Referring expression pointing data
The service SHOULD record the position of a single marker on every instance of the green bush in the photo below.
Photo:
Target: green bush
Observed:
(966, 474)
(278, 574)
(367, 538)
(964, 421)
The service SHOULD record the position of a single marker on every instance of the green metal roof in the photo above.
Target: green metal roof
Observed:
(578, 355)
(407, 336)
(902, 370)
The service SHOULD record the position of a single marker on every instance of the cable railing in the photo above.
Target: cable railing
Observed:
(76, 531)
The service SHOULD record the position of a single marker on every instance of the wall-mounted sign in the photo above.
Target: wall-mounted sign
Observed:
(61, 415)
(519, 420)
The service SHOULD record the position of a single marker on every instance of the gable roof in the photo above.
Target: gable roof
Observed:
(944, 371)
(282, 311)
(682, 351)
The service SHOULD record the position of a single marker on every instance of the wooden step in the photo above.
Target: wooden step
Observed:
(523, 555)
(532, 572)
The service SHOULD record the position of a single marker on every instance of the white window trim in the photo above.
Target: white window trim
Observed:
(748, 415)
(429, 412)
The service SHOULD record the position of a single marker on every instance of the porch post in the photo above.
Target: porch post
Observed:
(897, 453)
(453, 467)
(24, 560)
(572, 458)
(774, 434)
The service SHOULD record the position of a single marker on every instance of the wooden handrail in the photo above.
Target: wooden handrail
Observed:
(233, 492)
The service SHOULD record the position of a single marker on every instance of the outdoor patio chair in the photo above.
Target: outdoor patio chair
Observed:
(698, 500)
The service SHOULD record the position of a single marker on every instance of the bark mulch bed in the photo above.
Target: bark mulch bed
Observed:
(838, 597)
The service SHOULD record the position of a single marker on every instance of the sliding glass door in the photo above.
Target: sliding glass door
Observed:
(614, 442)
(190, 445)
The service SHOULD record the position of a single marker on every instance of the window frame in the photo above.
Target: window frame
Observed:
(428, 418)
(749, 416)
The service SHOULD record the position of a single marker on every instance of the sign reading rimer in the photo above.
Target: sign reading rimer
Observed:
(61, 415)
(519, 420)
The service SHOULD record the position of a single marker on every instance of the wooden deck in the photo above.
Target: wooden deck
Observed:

TASK: Pull every line holding "mulch" out of the records.

RESPONSE TO THIS TASK:
The service SHOULD record the position of a single marker on every instance of the bark mulch bed in the photo above.
Target: bark mulch bed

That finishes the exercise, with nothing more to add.